[Extracted records — start]

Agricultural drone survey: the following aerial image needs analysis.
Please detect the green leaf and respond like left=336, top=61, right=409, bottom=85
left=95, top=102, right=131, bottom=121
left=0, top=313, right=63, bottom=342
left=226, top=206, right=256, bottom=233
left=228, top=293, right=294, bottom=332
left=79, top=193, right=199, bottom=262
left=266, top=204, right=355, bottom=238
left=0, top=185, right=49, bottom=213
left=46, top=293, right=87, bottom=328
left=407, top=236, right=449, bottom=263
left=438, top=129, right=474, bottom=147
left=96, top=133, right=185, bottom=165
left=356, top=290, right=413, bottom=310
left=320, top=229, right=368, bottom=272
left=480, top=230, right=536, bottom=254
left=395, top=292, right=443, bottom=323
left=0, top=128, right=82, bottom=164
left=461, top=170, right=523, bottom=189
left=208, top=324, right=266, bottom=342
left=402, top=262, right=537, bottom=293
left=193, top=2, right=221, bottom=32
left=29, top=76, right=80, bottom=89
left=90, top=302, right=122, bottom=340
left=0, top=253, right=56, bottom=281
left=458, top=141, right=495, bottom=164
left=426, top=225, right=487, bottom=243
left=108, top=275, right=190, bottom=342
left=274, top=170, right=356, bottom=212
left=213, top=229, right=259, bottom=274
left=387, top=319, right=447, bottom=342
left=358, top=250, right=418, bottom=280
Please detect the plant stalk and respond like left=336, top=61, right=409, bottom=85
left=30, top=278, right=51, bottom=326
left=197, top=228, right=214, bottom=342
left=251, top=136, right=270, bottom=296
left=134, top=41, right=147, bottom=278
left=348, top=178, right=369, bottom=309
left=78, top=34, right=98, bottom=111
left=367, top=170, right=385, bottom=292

[Extracted records — finish]

▸ **Exercise description**: Each line of the material is to be returned precisely as written.

▸ **Exercise output**:
Agricultural drone survey: the following aerial image needs analysis.
Please detect the green leaf and respond like left=336, top=61, right=409, bottom=85
left=95, top=102, right=131, bottom=121
left=0, top=313, right=63, bottom=342
left=226, top=206, right=256, bottom=233
left=228, top=293, right=294, bottom=332
left=79, top=193, right=199, bottom=262
left=266, top=204, right=355, bottom=238
left=0, top=185, right=49, bottom=213
left=46, top=293, right=87, bottom=328
left=407, top=236, right=449, bottom=263
left=438, top=129, right=474, bottom=147
left=96, top=133, right=185, bottom=165
left=356, top=290, right=413, bottom=310
left=320, top=229, right=368, bottom=272
left=480, top=230, right=536, bottom=254
left=395, top=292, right=443, bottom=323
left=0, top=128, right=82, bottom=164
left=461, top=170, right=523, bottom=189
left=208, top=324, right=266, bottom=342
left=402, top=262, right=537, bottom=293
left=193, top=2, right=221, bottom=32
left=29, top=76, right=80, bottom=89
left=90, top=302, right=122, bottom=340
left=0, top=253, right=56, bottom=281
left=458, top=141, right=495, bottom=164
left=426, top=225, right=487, bottom=243
left=108, top=275, right=190, bottom=342
left=274, top=170, right=356, bottom=212
left=213, top=229, right=259, bottom=274
left=387, top=319, right=447, bottom=342
left=358, top=250, right=418, bottom=280
Please detect the plant stalk and respond like left=336, top=61, right=409, bottom=85
left=30, top=278, right=51, bottom=326
left=197, top=228, right=214, bottom=342
left=251, top=136, right=270, bottom=296
left=134, top=41, right=147, bottom=278
left=348, top=178, right=369, bottom=309
left=78, top=34, right=98, bottom=111
left=367, top=170, right=385, bottom=292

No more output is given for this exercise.